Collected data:
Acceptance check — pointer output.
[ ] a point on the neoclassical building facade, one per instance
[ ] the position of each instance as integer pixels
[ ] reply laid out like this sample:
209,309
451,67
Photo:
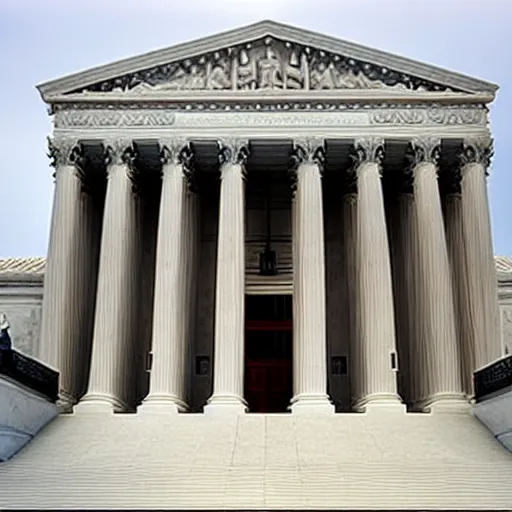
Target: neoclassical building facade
268,220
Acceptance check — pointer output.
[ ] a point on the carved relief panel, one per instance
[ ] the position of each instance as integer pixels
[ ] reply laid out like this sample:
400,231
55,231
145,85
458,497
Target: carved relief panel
264,64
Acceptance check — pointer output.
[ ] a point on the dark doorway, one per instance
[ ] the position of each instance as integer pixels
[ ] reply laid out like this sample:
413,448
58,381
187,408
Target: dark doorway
268,352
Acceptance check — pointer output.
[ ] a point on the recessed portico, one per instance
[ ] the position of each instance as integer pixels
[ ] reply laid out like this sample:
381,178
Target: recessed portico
290,164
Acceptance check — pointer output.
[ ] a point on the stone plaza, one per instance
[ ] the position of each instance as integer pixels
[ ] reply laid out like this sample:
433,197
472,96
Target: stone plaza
284,238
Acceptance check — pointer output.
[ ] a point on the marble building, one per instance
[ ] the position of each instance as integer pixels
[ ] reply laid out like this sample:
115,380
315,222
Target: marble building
271,220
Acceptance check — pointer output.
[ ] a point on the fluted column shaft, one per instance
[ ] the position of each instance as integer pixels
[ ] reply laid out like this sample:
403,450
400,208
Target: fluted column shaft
228,378
193,247
310,340
63,344
349,226
480,265
464,314
376,385
172,280
440,372
403,241
111,374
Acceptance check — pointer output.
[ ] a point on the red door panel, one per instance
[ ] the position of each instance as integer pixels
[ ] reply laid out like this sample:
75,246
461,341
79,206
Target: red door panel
268,372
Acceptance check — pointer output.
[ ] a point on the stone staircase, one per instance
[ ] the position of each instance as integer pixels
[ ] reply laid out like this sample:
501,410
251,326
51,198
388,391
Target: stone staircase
381,460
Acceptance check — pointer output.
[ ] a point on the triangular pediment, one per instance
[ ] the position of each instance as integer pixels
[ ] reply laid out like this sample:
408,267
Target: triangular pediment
267,56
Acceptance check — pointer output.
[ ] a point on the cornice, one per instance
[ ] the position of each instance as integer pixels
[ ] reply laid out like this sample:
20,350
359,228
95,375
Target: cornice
50,89
370,97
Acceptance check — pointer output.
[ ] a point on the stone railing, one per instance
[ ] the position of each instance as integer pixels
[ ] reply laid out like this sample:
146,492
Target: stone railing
493,378
29,373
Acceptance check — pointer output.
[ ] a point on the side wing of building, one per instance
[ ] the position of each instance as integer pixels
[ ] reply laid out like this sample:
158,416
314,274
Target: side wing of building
21,297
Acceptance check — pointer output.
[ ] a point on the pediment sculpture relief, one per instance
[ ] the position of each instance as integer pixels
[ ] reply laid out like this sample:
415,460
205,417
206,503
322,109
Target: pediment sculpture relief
267,64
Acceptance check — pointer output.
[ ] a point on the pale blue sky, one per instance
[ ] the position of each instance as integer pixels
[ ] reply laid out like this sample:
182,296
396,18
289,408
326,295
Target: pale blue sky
46,39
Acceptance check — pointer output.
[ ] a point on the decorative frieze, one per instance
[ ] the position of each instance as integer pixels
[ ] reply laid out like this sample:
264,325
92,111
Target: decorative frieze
319,113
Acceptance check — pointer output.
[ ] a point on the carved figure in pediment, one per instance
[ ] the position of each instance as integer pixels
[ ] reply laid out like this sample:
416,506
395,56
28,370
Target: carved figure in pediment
217,74
270,71
322,76
247,72
295,71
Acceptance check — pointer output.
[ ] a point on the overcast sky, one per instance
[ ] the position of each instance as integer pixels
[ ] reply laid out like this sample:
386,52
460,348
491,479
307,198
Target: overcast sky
46,39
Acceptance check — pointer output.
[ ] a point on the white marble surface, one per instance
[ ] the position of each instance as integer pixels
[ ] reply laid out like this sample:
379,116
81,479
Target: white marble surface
23,414
373,461
496,414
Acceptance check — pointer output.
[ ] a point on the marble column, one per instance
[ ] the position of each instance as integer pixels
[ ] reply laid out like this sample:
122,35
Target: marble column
228,376
481,271
193,248
172,279
464,316
374,382
309,329
112,375
349,233
63,345
401,231
436,347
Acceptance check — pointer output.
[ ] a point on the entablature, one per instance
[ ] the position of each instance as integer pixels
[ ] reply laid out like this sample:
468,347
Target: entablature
275,119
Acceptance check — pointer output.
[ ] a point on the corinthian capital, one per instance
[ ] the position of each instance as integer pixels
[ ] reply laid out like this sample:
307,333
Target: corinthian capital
423,150
367,150
309,150
120,151
65,151
476,151
176,151
233,151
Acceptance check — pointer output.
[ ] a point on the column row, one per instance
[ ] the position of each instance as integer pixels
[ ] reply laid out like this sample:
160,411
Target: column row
431,333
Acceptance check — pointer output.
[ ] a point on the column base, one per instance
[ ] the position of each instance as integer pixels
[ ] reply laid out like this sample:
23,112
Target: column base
225,405
65,402
162,404
444,402
311,404
384,402
101,404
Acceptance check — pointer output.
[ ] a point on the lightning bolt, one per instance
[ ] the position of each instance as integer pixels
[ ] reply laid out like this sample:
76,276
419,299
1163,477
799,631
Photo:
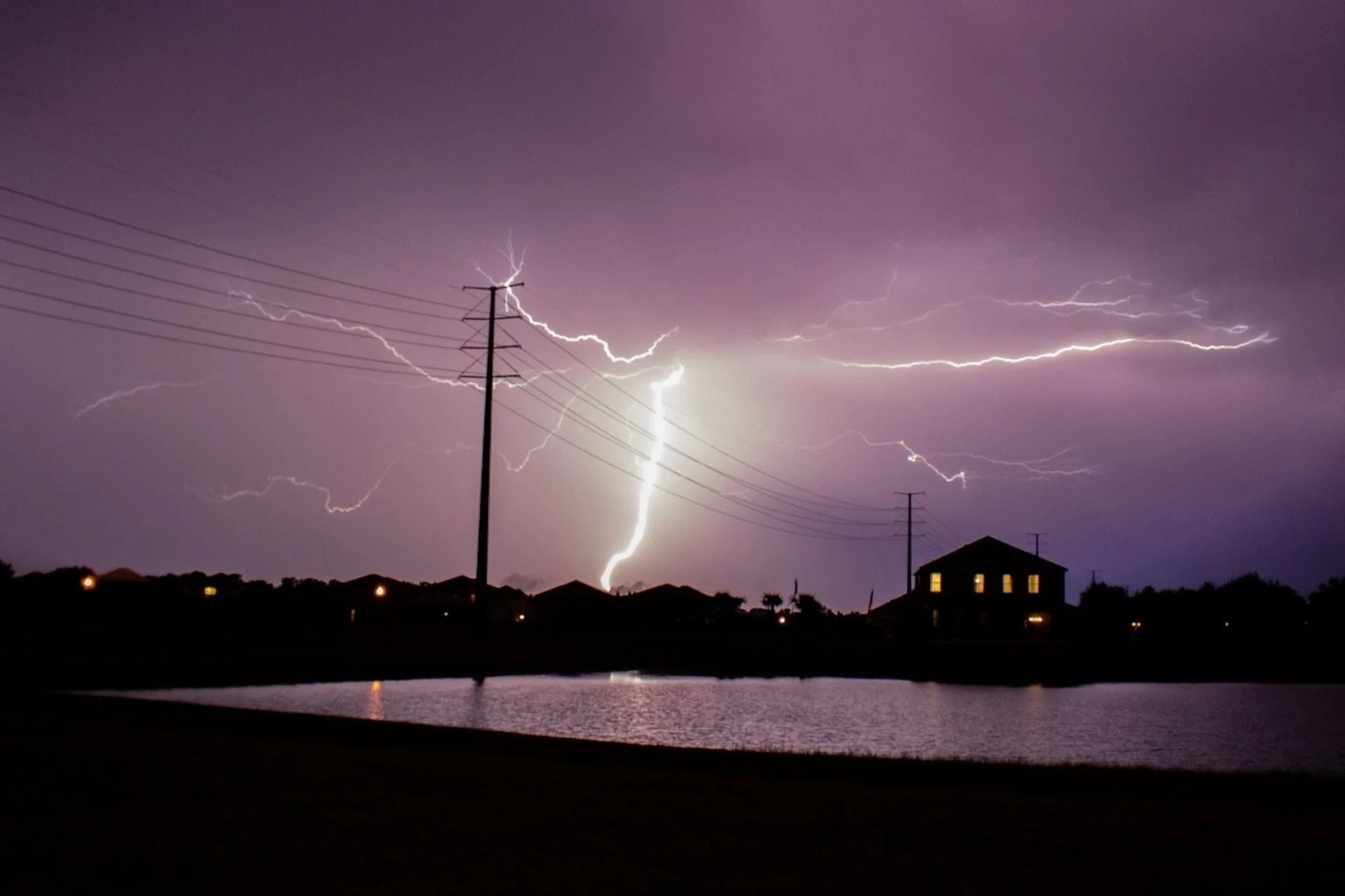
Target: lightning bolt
301,483
1056,353
127,393
510,296
650,476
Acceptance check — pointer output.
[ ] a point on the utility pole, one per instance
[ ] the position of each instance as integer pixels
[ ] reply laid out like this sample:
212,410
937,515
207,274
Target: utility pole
483,524
911,528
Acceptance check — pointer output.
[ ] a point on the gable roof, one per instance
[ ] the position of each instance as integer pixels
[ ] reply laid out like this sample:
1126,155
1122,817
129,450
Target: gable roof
988,551
669,591
573,590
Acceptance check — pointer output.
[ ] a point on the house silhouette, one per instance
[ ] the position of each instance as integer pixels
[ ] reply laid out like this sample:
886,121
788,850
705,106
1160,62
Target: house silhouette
986,588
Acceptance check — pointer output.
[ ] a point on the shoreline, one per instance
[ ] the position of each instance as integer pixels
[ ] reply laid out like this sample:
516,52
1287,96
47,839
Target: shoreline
113,794
111,657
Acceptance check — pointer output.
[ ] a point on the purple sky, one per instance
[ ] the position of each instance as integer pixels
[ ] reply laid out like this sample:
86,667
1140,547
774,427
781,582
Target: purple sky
791,187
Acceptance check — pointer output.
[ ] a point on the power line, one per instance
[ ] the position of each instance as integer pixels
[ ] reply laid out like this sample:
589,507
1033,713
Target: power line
202,330
837,504
238,350
217,251
911,526
197,267
678,495
805,513
213,310
245,216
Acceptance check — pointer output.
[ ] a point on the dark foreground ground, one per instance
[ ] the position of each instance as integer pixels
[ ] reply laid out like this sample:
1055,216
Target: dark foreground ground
120,795
100,654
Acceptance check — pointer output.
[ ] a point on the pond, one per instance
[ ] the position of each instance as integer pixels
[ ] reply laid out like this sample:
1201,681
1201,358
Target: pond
1222,726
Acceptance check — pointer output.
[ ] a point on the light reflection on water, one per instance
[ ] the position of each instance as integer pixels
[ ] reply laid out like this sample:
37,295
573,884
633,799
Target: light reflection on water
1212,726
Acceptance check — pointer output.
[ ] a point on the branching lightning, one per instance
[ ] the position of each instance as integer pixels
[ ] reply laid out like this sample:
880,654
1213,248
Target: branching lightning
1056,353
511,299
650,476
301,483
1051,466
127,393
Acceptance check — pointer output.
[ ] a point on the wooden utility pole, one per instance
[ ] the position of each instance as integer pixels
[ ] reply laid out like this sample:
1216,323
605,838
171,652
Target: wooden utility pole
483,523
911,528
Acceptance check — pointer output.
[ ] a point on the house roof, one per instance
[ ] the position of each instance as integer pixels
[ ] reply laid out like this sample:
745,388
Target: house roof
573,590
669,591
121,574
988,551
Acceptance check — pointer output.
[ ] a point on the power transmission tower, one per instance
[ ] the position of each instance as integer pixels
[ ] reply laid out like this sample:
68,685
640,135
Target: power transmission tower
911,528
483,524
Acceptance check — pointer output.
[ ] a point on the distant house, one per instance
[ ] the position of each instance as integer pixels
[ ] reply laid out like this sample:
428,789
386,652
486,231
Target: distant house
576,605
672,607
984,590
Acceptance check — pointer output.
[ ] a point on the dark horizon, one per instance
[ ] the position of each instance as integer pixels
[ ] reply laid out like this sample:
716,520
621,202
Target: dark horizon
1065,270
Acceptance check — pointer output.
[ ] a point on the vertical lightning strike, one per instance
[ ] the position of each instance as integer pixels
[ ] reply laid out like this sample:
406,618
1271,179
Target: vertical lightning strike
650,479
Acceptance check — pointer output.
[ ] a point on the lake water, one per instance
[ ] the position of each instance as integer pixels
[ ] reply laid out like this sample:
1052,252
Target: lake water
1210,726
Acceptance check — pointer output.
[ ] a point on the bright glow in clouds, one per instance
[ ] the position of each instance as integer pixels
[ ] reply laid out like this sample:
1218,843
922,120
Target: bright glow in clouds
650,478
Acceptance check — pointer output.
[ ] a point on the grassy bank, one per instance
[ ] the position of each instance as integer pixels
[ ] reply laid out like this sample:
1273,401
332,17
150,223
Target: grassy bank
96,656
118,795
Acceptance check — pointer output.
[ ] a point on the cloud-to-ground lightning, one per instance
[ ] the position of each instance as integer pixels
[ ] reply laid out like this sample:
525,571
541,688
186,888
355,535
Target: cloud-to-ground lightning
127,393
649,479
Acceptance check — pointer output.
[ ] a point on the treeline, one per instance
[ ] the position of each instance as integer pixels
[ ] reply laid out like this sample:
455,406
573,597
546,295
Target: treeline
1244,609
77,593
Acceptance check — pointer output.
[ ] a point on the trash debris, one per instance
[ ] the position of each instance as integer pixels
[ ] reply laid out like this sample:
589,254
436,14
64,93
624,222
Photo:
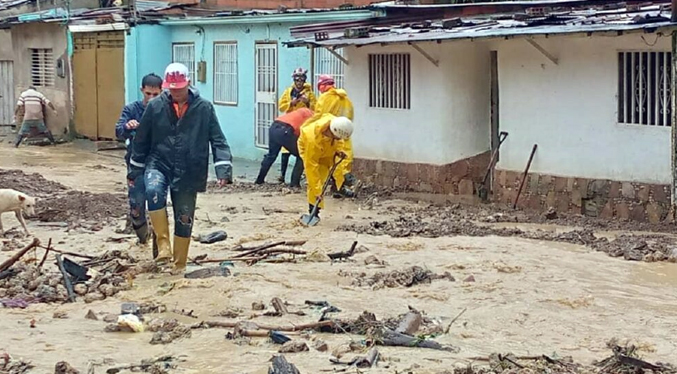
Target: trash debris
214,237
399,278
215,271
294,347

Problem to solve:
The lines above from the one containing "Target: dark foreground ground" through the one containing "[ ] a point on the branching" are to be set down exactly, and no others.

Exercise solution:
Target: dark foreground ground
120,795
100,654
Acceptance check — pointer output.
[ ] a point on the pond, one per instance
[ ] the position of each instance as integer pixels
[ ] reply laid out like this sample:
1201,681
1201,358
Target: pond
1222,726
Acceptance check — pointer output.
[ ] a point on the light reflection on water, one per instance
[ ] the position of each instance as integer pixels
[ ] reply laid out like this sample:
37,295
573,884
633,799
Target: light reflection on water
1212,726
Acceptance check — pointer output.
[ ] a point on the branching lightning, one per instance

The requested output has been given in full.